Tuesday, March 19, 2024

#79 / We're Afraid Of What?

Christopher Bader, pictured, is a professor of sociology at Chapman University. According to a biography online at Amazon.com, Bader "specializes in ... deviant behavior." Among other things! Click that link to Bader's name to learn more.

On January 30, 2024, Bader was featured in a New York Times' "Conversation" that focused on the following pertinent question: "What Are We So Afraid Of?"

Well, of course, if we are honest, we surely each know, from our personal experience, that we are afraid of a lot of things! While I am partial, myself, to that good advice coming from the Bible, which quotes Jesus' direction to "Fear Not," I think that I, like most of us, still continue to be afraid. 

According to Bader (he's a specialist), the thing that Americans are most afraid of, right now, is: 


I was pretty surprised by this. What about nuclear war; or worldwide pandemics; or droughts; or earthquakes; or floods; or shool shooters; or auto theft...? What about a windstorm dropping a big tree right on top of your house? Well, the list goes on, just to prove my earlier point. We are afraid of lots of things. "Government corruption," however, appears to be the thing that Americans are most afraid of, right now, at least according to Bader. He says that "sixty percent of Americans are afraid of corrupt government officials."

I think it would be worthwhile for us to analyze why this might be so. The things that I tend to be most afraid of are things over which I have very little, if any, control (there is a partial list in the paragraph just above). Maybe I am unusual, but I kind of doubt it. If others are like me, and tend to be afraid, mostly, of things over which they have no control (again, check that partial list of my real fears, as presented above), then Bader's research indicates that Americans believe that they have little or no control over their government. 

Actually, now that I think about it, that isn't so surprising. We are supposed to have "self-government," but people, more and more, tend to think that they are subject to the government, rather than the government being subject to them. They tend to "observe" government, and what it does, rather than "direct" government to do what the people want. For many of us, "government" goes into the category of things over which we have very little, or no control.

(Saved entries)
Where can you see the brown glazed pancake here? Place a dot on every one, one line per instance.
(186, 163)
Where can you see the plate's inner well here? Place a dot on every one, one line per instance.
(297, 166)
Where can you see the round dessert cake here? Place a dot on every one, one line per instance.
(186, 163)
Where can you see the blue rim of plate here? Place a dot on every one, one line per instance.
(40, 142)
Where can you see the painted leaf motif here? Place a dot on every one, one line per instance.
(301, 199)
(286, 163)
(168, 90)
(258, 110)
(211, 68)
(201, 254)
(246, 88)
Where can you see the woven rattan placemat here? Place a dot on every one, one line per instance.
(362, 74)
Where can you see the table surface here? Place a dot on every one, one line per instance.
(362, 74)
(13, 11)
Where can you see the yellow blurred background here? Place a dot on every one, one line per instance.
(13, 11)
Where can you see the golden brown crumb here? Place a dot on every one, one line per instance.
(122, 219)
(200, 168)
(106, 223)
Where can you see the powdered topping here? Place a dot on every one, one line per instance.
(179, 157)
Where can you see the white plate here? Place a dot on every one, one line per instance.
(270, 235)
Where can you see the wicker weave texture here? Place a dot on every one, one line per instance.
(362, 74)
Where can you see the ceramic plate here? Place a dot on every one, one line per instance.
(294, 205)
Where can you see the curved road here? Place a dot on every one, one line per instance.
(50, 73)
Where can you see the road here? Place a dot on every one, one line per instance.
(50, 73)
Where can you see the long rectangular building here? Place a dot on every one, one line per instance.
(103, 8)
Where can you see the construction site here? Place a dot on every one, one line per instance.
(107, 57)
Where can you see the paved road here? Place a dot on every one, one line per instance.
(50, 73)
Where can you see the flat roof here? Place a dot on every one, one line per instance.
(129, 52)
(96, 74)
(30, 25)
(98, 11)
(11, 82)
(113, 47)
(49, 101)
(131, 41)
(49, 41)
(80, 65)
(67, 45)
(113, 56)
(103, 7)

# YOUR GOAL:
Can you set down the whole post above on what Americans fear, word for word?

# SOLUTION FOR THIS TASK:
Tuesday, March 19, 2024

#79 / We're Afraid Of What?

Christopher Bader, pictured, is a professor of sociology at Chapman University. According to a biography online at Amazon.com, Bader "specializes in ... deviant behavior." Among other things! Click that link to Bader's name to learn more.

On January 30, 2024, Bader was featured in a New York Times' "Conversation" that focused on the following pertinent question: "What Are We So Afraid Of?"

Well, of course, if we are honest, we surely each know, from our personal experience, that we are afraid of a lot of things! While I am partial, myself, to that good advice coming from the Bible, which quotes Jesus' direction to "Fear Not," I think that I, like most of us, still continue to be afraid. 

According to Bader (he's a specialist), the thing that Americans are most afraid of, right now, is: 


I was pretty surprised by this. What about nuclear war; or worldwide pandemics; or droughts; or earthquakes; or floods; or shool shooters; or auto theft...? What about a windstorm dropping a big tree right on top of your house? Well, the list goes on, just to prove my earlier point. We are afraid of lots of things. "Government corruption," however, appears to be the thing that Americans are most afraid of, right now, at least according to Bader. He says that "sixty percent of Americans are afraid of corrupt government officials."

I think it would be worthwhile for us to analyze why this might be so. The things that I tend to be most afraid of are things over which I have very little, if any, control (there is a partial list in the paragraph just above). Maybe I am unusual, but I kind of doubt it. If others are like me, and tend to be afraid, mostly, of things over which they have no control (again, check that partial list of my real fears, as presented above), then Bader's research indicates that Americans believe that they have little or no control over their government. 

Actually, now that I think about it, that isn't so surprising. We are supposed to have "self-government," but people, more and more, tend to think that they are subject to the government, rather than the government being subject to them. They tend to "observe" government, and what it does, rather than "direct" government to do what the people want. For many of us, "government" goes into the category of things over which we have very little, or no control.